> [PROVIDED TEXT]

__________________________________________________

Aiforia partners with Siemens Healthineers

Translation: Original published in Finnish on 9/10/2025 at 7:05 pm EEST.
Aiforia announced in a press release published on Tuesday that it has entered into a strategic partnership with Siemens Healthineers. Through the collaboration, Siemens Healthineers will begin offering Aiforia's AI-powered solutions as part of its digital pathology portfolio to its customers in Europe. We believe the agreement will support Aiforia's sales, enabling it to reach a wider customer base more efficiently and quickly. Our forecasts already include an expectation of continuous customer wins, and in our view, the press release does not directly affect the customer sample scanner capacity, which is a bottleneck for the company's growth. Therefore, it does not create immediate pressure to change our estimates.
Partnership opens doors to sector giant's distribution network
One of Aiforia's growth strategy cornerstones is leveraging partnerships to accelerate sales and marketing. Aiforia has previously entered into partnerships that focus more on technical integration (e.g., Dedalus, Techcyte), but the Siemens collaboration is more clearly sales-oriented. In our view, the newly announced partnership is also Aiforia's most prominent to date. Siemens Healthineers is a healthcare technology giant with a strong brand, a broad customer base, and established sales channels in Europe. In light of public information, Siemens Healthineers has primarily focused on other areas of healthcare than digital pathology (e.g., medical imaging, cancer treatments, diagnostics more broadly), and the company was not on our map as a key player in the digital pathology value chain. This is, of course, natural given the earlier stage of digitalization in pathology compared to other areas of healthcare, but we interpret digital pathology as one of the company's growth areas.
For example, Siemens Healthineers offers image management systems (IMS) which, as we understand it, integrate with medical imaging, such as radiology, in addition to pathology. The partnership focuses on joint sales and marketing efforts, meaning that Siemens' local sales organizations can actively offer solutions integrated into Aiforia's platform to their own customers. This allows Aiforia to reach a broader customer base without significantly increasing its own sales resources. At best, the expansion of the existing IMS solution to digital pathology for Siemens Healthineers' broad customer portfolio of other imaging solutions could happen very efficiently, providing Aiforia with a valuable sales channel.

__________________________________________________

> [PROVIDED DATA]
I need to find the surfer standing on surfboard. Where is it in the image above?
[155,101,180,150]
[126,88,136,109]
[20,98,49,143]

__________________________________________________

> [USING THE INFORMATION]
1) Transcribe the Aiforia article from "Aiforia partners with" to "change our estimates.".
2) In the Aiforia article, which two companies are named as examples of Aiforia's earlier partnerships focused on technical integration?
The listing is taken from a different source than the Aiforia article.

> [RESULTS FOR EACH TASK]
1)
Aiforia partners with Siemens Healthineers

Translation: Original published in Finnish on 9/10/2025 at 7:05 pm EEST.
Aiforia announced in a press release published on Tuesday that it has entered into a strategic partnership with Siemens Healthineers. Through the collaboration, Siemens Healthineers will begin offering Aiforia's AI-powered solutions as part of its digital pathology portfolio to its customers in Europe. We believe the agreement will support Aiforia's sales, enabling it to reach a wider customer base more efficiently and quickly. Our forecasts already include an expectation of continuous customer wins, and in our view, the press release does not directly affect the customer sample scanner capacity, which is a bottleneck for the company's growth. Therefore, it does not create immediate pressure to change our estimates.

2) Dedalus and Techcyte.